■ Selected text:

Skip to main content

2D partially observable dynamic world for RL experiments

Project description

Welcome to PodWorld

PodWorld is OpenAI Gym environment for reinforcement learning experimentations. PodWorld is specifically designed to be partially observable and dynamic (hence abbreviation P.O.D.). We emphasize these two attributes to force agents learn spatial as well as temporal representations that must go beyond simple memorization. In addition, all entities in PodWorld must obey laws of physics allowing for long tail of emergent observations that may not appear in games designed with arbitrary hand crafted rules for human entertainment. PodWorld is designed to be highly customizable as well as hackable with fairly simple and minimal code base.

PodWorld is designed to be fast (>500 FPS on usual laptops) without needing GPU and run cross platform in headless mode or with render.

How to Install

We highly recommend Anaconda to manage your Python environment.

From Source

Installing from source is recommended (pypi package may not be latest).

git clone https://github.com/sytelus/podworld.git
cd podworld
pip install . -e

Package install

pip install podworld

How to Use

PodWord implements full OpenAI Gym interface so you can easily instantiate and use environment. For example, below implements random agent:

from podworld.envs import PodWorldEnv

env = PodWorldEnv()
env.reset()
done = False
while not done:
    action = env.action_space.sample()
    obs, reward, done, info = env.step(action=action)

■ Assigned task 1:
Using the PodWorld page, answer each of the following:
(a) What two attributes does the abbreviation P.O.D. stand for?
(b) What speed does the page claim PodWorld reaches on usual laptops?
(c) What tool does the page recommend for managing the Python environment?
■ Assigned task 2: Reproduce word for word everything on the PodWorld page from "How to Install" down to "not be latest).".

■ Recorded data:

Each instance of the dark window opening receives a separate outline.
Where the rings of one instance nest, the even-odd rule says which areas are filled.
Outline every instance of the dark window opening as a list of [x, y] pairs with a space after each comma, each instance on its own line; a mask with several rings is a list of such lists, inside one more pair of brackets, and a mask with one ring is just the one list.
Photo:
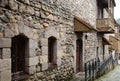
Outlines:
[[82, 71], [82, 40], [76, 40], [76, 72]]
[[101, 3], [102, 3], [101, 0], [97, 0], [98, 7], [97, 18], [103, 18], [104, 16], [104, 7]]
[[2, 53], [3, 53], [2, 48], [0, 48], [0, 59], [2, 59]]
[[13, 81], [26, 78], [26, 53], [28, 53], [28, 38], [22, 35], [13, 37], [11, 47]]
[[105, 60], [105, 45], [103, 45], [103, 61]]
[[48, 64], [49, 68], [55, 68], [57, 66], [57, 45], [56, 38], [50, 37], [48, 39]]

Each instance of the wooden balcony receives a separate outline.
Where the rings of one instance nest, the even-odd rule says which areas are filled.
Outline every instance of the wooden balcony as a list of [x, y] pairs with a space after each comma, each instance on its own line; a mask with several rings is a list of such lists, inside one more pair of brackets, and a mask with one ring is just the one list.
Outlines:
[[114, 20], [111, 18], [102, 18], [96, 20], [96, 27], [99, 33], [114, 33]]

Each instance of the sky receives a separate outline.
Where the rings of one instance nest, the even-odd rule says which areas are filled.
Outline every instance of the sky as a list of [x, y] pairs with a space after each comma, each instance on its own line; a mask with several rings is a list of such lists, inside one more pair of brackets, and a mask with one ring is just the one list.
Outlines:
[[114, 17], [115, 19], [120, 18], [120, 0], [115, 0], [116, 7], [114, 8]]

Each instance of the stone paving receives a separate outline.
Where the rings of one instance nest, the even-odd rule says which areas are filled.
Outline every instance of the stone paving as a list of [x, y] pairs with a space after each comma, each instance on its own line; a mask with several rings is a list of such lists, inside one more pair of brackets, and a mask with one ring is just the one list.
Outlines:
[[120, 81], [120, 65], [95, 81]]

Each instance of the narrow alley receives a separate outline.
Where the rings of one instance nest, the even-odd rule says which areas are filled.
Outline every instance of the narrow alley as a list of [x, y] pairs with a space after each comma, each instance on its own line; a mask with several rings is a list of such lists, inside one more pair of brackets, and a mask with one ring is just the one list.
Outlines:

■ Expected answer 1:
(a) Partially observable and dynamic.
(b) More than 500 FPS, without needing a GPU.
(c) Anaconda.

■ Expected answer 2:
How to Install

We highly recommend Anaconda to manage your Python environment.

From Source

Installing from source is recommended (pypi package may not be latest).